課題: 以下に掲げる、食品の商品開発における「おいしさ」の評価に関する文章を、一字一句変えずに全文再掲してください。
:: 読解用抜粋
専門家コラム

【058】 食品の商品開発における「おいしさ」の評価

跡部 昌彦 

1. 商品開発の流れ
 食品の商品開発は「こんな商品があったらよいのに」というアイデアがきっかけになり、主にマーケティング部門において、それが「お客様に買っていただける商品かどうか」を確認し、さらに「買っていただける商品にする」ための情報収集(調査・分析)を行い、商品コンセプト(この商品はどのようなものか、誰が使うのか、メリットは何かなどを表したもの)を仕上げた後、主に研究開発部門で、そのコンセプトにそった設計開発(もの作り)がスタートする。消費者向けの商品開発は、概ね、このような流れで進んでいる。

2. 食品の商品開発にあたっての確認項目
 食品の開発にあたっては、安全性、栄養、健康など、様々な面からの確認・評価を行い、それが「すべて問題なし」となってはじめて、生産・販売に移ることが可能となる。
::::
:: 記録一覧
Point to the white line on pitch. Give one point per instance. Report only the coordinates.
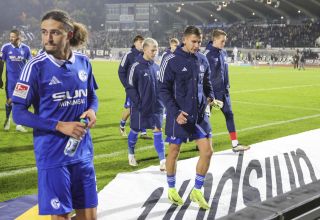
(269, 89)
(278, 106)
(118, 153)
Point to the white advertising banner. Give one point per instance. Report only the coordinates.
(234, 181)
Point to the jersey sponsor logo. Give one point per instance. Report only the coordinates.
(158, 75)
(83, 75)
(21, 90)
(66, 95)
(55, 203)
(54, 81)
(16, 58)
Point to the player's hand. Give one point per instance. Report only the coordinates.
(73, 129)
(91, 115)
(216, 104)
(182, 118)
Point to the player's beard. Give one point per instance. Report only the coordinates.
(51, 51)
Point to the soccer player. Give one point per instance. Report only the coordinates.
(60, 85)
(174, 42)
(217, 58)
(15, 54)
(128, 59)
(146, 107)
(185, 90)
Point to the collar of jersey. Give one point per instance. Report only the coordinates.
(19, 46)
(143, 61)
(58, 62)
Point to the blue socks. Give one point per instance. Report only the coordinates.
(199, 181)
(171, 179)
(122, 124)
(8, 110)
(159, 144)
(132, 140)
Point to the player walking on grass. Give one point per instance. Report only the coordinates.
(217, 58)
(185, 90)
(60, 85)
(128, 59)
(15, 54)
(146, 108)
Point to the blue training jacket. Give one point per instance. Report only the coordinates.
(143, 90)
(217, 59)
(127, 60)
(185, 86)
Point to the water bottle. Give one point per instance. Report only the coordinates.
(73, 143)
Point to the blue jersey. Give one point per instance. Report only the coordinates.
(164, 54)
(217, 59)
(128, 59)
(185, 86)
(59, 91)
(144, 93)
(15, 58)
::::
:: 記録一覧
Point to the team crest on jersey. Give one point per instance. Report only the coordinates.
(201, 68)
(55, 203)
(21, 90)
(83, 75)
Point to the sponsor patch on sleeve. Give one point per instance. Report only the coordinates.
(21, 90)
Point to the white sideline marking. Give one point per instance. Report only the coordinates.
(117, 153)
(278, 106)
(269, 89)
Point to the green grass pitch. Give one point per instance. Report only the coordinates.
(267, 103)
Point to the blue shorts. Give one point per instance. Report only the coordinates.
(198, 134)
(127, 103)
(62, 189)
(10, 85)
::::
:: 記録一覧
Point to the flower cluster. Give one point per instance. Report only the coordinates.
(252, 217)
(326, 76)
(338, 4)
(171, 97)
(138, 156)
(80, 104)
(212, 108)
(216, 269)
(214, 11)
::::
完成課題:
専門家コラム

【058】 食品の商品開発における「おいしさ」の評価

跡部 昌彦 

1. 商品開発の流れ
 食品の商品開発は「こんな商品があったらよいのに」というアイデアがきっかけになり、主にマーケティング部門において、それが「お客様に買っていただける商品かどうか」を確認し、さらに「買っていただける商品にする」ための情報収集(調査・分析)を行い、商品コンセプト(この商品はどのようなものか、誰が使うのか、メリットは何かなどを表したもの)を仕上げた後、主に研究開発部門で、そのコンセプトにそった設計開発(もの作り)がスタートする。消費者向けの商品開発は、概ね、このような流れで進んでいる。

2. 食品の商品開発にあたっての確認項目
 食品の開発にあたっては、安全性、栄養、健康など、様々な面からの確認・評価を行い、それが「すべて問題なし」となってはじめて、生産・販売に移ることが可能となる。